Problem details:
Please list each line in the entries below that contains the word "apartment".

Data shown:
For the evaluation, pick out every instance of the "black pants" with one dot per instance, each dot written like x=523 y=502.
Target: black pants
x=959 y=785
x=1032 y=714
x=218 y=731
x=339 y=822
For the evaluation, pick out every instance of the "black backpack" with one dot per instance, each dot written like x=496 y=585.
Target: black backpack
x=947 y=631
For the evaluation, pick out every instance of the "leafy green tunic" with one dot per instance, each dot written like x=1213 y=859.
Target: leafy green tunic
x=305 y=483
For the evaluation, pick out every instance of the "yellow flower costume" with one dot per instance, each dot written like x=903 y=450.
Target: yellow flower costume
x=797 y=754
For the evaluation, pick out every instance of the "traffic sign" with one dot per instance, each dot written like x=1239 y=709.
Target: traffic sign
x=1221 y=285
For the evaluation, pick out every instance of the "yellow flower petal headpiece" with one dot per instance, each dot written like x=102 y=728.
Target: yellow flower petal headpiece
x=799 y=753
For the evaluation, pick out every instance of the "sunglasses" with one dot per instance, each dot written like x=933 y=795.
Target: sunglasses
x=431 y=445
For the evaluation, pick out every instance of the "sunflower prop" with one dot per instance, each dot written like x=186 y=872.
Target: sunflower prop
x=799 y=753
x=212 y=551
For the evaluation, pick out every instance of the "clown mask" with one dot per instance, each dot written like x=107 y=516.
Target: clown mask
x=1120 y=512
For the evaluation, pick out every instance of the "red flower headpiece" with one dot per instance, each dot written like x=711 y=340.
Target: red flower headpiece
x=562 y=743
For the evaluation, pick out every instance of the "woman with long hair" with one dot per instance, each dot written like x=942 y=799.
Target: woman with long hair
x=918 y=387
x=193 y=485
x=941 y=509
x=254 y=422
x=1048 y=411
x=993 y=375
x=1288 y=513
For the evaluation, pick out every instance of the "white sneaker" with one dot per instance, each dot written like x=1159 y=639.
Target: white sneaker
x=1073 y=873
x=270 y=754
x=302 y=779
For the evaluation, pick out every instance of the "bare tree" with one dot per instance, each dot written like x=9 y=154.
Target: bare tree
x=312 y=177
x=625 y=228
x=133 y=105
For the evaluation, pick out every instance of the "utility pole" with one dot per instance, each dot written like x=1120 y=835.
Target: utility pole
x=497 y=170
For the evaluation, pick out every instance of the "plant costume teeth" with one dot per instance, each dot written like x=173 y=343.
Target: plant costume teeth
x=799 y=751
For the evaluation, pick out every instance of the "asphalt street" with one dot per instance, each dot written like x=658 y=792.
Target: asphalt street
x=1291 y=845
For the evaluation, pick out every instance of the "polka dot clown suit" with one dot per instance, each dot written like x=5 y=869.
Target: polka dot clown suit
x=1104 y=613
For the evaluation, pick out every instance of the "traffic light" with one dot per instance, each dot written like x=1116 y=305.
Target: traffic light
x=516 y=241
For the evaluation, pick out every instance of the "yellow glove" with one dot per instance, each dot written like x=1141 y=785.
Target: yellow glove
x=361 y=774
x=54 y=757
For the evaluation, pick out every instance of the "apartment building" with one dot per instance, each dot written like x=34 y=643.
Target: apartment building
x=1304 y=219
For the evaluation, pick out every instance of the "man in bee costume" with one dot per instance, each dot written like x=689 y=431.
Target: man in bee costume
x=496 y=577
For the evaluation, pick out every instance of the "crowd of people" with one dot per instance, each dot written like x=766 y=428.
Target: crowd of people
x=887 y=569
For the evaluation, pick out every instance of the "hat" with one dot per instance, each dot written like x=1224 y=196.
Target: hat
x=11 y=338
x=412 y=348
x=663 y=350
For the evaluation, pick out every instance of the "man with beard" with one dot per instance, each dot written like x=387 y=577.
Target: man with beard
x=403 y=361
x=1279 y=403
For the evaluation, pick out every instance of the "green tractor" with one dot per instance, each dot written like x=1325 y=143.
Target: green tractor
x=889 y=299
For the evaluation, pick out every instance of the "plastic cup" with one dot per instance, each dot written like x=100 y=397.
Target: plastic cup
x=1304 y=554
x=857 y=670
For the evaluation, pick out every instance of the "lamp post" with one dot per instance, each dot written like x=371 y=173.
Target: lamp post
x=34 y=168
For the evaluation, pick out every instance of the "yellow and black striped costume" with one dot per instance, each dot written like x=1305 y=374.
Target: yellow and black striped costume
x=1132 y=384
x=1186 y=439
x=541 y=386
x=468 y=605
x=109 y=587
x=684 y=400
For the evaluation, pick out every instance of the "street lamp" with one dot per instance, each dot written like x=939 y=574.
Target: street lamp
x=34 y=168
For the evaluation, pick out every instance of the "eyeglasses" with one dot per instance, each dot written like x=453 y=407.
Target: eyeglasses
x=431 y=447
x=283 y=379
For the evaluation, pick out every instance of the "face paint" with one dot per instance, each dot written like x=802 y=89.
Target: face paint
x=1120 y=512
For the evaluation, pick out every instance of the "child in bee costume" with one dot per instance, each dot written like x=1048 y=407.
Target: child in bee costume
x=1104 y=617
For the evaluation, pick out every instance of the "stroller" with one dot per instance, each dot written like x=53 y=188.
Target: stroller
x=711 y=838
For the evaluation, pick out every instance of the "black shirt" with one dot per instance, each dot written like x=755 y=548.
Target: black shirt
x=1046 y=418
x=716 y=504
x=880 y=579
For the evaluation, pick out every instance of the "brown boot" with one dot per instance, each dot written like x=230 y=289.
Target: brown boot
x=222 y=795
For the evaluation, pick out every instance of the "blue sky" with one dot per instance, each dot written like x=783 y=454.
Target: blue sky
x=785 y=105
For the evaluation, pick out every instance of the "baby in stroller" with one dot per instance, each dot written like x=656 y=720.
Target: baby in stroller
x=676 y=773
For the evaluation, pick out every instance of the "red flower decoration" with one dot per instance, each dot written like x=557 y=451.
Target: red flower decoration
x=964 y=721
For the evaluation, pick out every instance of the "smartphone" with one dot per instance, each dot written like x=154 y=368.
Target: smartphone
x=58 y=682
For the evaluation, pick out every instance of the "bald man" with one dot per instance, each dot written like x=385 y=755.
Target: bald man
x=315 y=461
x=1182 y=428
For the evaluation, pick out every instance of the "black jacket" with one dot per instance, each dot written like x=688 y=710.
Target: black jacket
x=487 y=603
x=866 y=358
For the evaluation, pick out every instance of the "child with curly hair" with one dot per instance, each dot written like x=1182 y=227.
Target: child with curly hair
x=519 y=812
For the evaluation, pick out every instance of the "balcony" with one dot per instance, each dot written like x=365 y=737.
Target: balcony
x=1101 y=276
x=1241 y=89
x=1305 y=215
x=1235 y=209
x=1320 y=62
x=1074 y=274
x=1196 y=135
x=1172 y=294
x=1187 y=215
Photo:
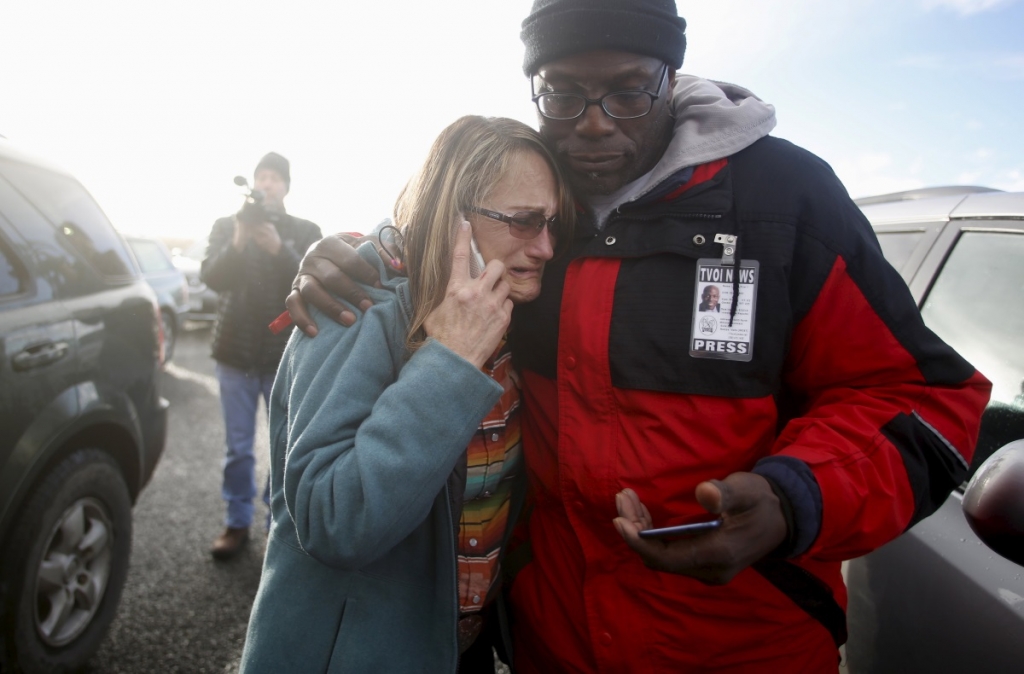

Finished task:
For the evaluation, pick out every instance of the "apartment building" with one dot per instance, each dot written like x=34 y=643.
Target: apartment building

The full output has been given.